The entries below must be returned exactly as they stand.

Point localization data
● ● ●
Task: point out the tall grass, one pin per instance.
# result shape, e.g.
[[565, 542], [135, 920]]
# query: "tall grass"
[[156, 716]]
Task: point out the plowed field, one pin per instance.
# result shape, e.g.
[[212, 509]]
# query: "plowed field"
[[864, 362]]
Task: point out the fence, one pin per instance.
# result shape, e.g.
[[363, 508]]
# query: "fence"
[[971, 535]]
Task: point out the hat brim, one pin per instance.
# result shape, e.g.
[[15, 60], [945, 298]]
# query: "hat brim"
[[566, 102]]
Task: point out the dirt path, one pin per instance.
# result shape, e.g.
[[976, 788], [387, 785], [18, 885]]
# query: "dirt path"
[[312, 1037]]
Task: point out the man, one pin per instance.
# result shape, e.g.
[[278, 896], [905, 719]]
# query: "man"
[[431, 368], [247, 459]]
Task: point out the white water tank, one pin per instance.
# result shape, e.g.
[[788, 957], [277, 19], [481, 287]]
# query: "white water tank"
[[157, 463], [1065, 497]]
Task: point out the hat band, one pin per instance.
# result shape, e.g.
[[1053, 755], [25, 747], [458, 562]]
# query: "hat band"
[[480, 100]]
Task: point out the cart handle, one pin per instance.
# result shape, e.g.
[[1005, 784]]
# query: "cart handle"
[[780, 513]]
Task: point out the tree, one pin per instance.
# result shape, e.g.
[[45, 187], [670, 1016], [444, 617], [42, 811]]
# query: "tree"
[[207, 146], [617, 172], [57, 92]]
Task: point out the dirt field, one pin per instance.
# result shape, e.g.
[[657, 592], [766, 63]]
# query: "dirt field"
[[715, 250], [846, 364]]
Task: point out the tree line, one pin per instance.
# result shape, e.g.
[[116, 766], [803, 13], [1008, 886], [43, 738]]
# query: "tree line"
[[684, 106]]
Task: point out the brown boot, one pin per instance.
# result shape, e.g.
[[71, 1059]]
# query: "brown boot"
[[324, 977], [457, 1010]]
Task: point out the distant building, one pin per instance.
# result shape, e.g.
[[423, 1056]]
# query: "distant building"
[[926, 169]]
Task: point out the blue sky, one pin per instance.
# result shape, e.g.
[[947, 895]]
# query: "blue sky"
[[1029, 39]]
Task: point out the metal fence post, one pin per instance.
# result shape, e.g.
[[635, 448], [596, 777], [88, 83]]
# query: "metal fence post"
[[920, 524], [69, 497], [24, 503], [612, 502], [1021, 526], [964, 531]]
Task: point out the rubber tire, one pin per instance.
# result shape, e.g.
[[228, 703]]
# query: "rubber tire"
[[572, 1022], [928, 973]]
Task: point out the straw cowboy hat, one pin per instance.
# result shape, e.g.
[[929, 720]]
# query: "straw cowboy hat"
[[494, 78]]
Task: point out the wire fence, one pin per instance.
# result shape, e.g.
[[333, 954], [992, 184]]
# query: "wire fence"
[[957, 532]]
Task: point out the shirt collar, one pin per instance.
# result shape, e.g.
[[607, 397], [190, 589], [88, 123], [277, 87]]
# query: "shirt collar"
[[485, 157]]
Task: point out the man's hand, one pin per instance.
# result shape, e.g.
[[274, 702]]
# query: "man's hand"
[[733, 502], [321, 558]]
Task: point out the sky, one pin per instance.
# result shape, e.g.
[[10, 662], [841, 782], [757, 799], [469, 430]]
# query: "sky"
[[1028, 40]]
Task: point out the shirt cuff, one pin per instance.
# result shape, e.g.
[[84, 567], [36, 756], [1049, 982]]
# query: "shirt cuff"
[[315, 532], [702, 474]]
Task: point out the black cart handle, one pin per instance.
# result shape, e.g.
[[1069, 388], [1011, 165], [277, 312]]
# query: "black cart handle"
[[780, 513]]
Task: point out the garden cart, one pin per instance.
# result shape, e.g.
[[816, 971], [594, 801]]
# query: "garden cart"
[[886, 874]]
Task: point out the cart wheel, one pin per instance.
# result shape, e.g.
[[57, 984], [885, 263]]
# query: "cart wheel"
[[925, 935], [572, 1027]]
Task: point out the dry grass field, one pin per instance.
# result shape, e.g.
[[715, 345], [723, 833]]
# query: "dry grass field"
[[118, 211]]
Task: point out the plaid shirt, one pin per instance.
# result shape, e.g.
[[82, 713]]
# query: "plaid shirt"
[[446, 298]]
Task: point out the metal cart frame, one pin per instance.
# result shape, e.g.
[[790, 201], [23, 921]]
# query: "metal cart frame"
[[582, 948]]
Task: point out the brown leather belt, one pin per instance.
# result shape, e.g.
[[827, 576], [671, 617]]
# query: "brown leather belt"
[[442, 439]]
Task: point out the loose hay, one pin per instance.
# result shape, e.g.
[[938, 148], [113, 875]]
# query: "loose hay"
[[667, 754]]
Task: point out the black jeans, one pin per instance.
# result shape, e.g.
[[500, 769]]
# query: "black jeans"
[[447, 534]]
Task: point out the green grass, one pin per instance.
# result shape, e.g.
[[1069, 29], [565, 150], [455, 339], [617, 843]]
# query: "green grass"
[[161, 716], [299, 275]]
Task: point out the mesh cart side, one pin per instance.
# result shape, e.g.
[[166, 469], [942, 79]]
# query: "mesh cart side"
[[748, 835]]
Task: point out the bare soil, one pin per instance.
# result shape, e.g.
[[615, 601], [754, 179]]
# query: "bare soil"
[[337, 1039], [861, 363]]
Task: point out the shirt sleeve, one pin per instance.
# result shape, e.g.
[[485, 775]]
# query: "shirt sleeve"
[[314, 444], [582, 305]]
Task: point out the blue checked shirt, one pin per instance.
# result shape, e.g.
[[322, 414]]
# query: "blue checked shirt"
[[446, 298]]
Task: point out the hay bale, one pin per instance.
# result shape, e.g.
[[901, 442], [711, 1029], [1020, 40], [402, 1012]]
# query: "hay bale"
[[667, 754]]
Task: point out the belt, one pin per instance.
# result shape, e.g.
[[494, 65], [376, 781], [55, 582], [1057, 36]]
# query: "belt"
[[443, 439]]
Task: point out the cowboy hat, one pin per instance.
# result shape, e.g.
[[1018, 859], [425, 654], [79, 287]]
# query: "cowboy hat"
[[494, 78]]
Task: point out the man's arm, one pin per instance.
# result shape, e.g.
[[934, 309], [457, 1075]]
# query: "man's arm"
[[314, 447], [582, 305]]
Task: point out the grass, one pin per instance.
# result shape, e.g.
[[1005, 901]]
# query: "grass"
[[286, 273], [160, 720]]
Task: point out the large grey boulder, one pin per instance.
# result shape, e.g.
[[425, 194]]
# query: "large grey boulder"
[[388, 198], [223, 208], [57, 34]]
● ● ●
__Task answer__
Task: point out the tall grass, one pin per instance.
# result shape, e.g.
[[565, 542], [135, 920]]
# query: "tall grass"
[[156, 716]]
Task: point out the plowed field, one pin per instance.
# result shape, e.g.
[[212, 509]]
# query: "plowed field"
[[864, 362]]
Task: point out the fence, one pin per instance.
# result shape, e.g.
[[363, 508]]
# query: "fence"
[[971, 535]]
Task: point out the hat brim, one pin per instance.
# result shape, e.g.
[[15, 60], [945, 298]]
# query: "hat brim"
[[566, 102]]
Task: point out the dirt path, one pin per instance.
# result shape, e.g.
[[976, 788], [387, 785], [18, 885]]
# query: "dirt path"
[[312, 1037]]
Task: point out the man, one pin per instance.
# result shape, e.g.
[[278, 896], [905, 719]]
# query: "man"
[[431, 368], [247, 459]]
Task: point out the white water tank, one pin per instance.
# result shape, e.g.
[[788, 957], [277, 19], [481, 287]]
# query: "white water tank"
[[157, 463], [1065, 497]]
Task: point out the hat band, one pin per instance.
# result shape, e.g.
[[1053, 755], [25, 747], [458, 562]]
# query: "hat band"
[[480, 100]]
Task: point out the cart handle, one pin per instance.
# result shape, e.g.
[[1005, 784]]
# query: "cart handle"
[[780, 513]]
Task: point out the tree, one pin per instance.
# result shape, e.g.
[[45, 187], [670, 1016], [444, 617], [42, 811]]
# query: "tree"
[[207, 146], [617, 172], [57, 92]]
Task: point out the dirt field, one pin per instance.
# result shape, e.g.
[[657, 592], [766, 63]]
# query: "dirt field"
[[715, 250], [846, 364]]
Task: point out the tree line, one pin per instance.
# result shape, e.g.
[[116, 766], [803, 13], [1008, 886], [43, 738]]
# query: "tree line"
[[684, 106]]
Task: point out the brown boot, one pin per instance.
# result shape, e.g.
[[71, 1059]]
# query: "brown boot"
[[324, 977], [457, 1010]]
Task: point out the distant building, one pin per instance.
# result shape, e.g.
[[423, 1056]]
# query: "distant building"
[[926, 169]]
Task: point out the blue sky, one pin per instance.
# result shape, e.g.
[[947, 895]]
# query: "blue sky"
[[1029, 39]]
Task: point out the metal fence post, one pin per instance.
# result shape, e.g.
[[635, 448], [596, 777], [88, 83]]
# query: "metal fence post"
[[920, 524], [69, 497], [24, 503], [612, 502], [1021, 526], [964, 531]]
Task: point out the rubber tire, one pin per instance.
# result shape, e.g.
[[228, 703]]
# query: "rubber tire"
[[572, 1022], [928, 973]]
Task: point out the straw cowboy hat, one pin per instance.
# result shape, e.g.
[[929, 720]]
# query: "straw cowboy hat"
[[494, 78]]
Task: point out the wire fence, one pin per instance.
# result shape, e.g.
[[333, 954], [992, 184]]
# query: "wire fence"
[[957, 532]]
Task: point out the shirt collar, one pin per instance.
# result shape, e.g.
[[607, 397], [190, 589], [88, 123], [277, 87]]
# query: "shirt collar"
[[485, 157]]
Task: point out the man's hand, one pin per instance.
# result shape, e.g.
[[274, 702]]
# query: "man's hand"
[[733, 502], [321, 558]]
Task: point out the sky, one pin per instance.
# result shape, e.g.
[[10, 662], [841, 782], [757, 799], [469, 430]]
# query: "sky"
[[1028, 40]]
Task: point out the shirt cuff, one pin per instance.
# result shape, e.g.
[[84, 567], [36, 756], [1049, 982]]
# query: "shirt cuff"
[[315, 532], [702, 474]]
Task: point out the black cart handle, one pin per instance.
# result shape, e.g.
[[1069, 388], [1011, 165], [277, 312]]
# query: "black cart handle"
[[780, 513]]
Task: point out the garden cart, one pin per instance.
# result shape, e.g.
[[816, 971], [594, 801]]
# query: "garden cart"
[[886, 874]]
Task: point out the cart wheel, one pin per instance.
# result shape, e.g.
[[57, 984], [885, 263]]
# query: "cart wheel"
[[925, 935], [572, 1027]]
Task: point out the dry grass field, one pin per instance.
# result shape, e.g.
[[715, 345], [723, 833]]
# query: "dry grass field"
[[118, 211]]
Task: point out the plaid shirt, one pin per instance.
# result shape, e.g.
[[82, 713]]
# query: "plaid shirt"
[[446, 298]]
Task: point out the metal cart frame, one pin per instance.
# result shape, e.g.
[[790, 201], [23, 921]]
# query: "metal cart frame"
[[582, 948]]
Task: point out the brown leather belt, one pin per instance.
# result shape, e.g.
[[827, 576], [671, 617]]
# query: "brown leather belt"
[[442, 439]]
Task: point out the loose hay, one pin per instance.
# result shape, e.g.
[[938, 148], [113, 875]]
# query: "loose hay"
[[667, 754]]
Task: point out the black jeans, one pin per instance.
# result shape, e.g.
[[500, 769]]
# query: "black jeans"
[[447, 534]]
Task: point out the green grass, one pin per instance.
# result shape, e.g.
[[1069, 29], [565, 150], [455, 339], [617, 843]]
# query: "green grass"
[[161, 716], [299, 275]]
Task: point out the mesh cart side, one pin per instance.
# result shape, e.g.
[[166, 469], [942, 79]]
# query: "mesh cart side"
[[748, 835]]
Task: point out the bare soil, one pin per instance.
# result shape, e.g.
[[615, 601], [754, 179]]
# query: "bare soil"
[[337, 1039], [861, 363]]
Task: point out the shirt sleeve, one pin per instance.
# result shape, e.g.
[[485, 775]]
# query: "shirt sleeve"
[[314, 444], [582, 305]]
Task: point out the blue checked shirt, one pin per instance.
# result shape, e.g.
[[322, 414]]
# query: "blue checked shirt"
[[446, 298]]
Task: point out the hay bale, one pin per instance.
# result shape, e.g.
[[901, 442], [711, 1029], [1020, 40], [402, 1012]]
# query: "hay bale"
[[667, 754]]
Task: point out the belt, one pin per instance.
# result shape, e.g.
[[494, 65], [376, 781], [55, 582], [1057, 36]]
# query: "belt"
[[443, 439]]
Task: point out the cowboy hat, one pin per instance.
# result shape, e.g.
[[1018, 859], [425, 654], [79, 287]]
# query: "cowboy hat"
[[494, 78]]
Task: point out the man's arm, one pin per instance.
# result shape, e.g.
[[934, 309], [457, 1075]]
# query: "man's arm"
[[314, 447], [582, 305]]
Task: point out the grass, one pin per instance.
# result shape, e.g.
[[1005, 901]]
# query: "grass"
[[286, 273], [160, 720]]
Task: point out the large grey boulder, one pin per instance.
# result shape, e.g.
[[425, 194]]
# query: "large grey boulder"
[[388, 198], [223, 208], [57, 34]]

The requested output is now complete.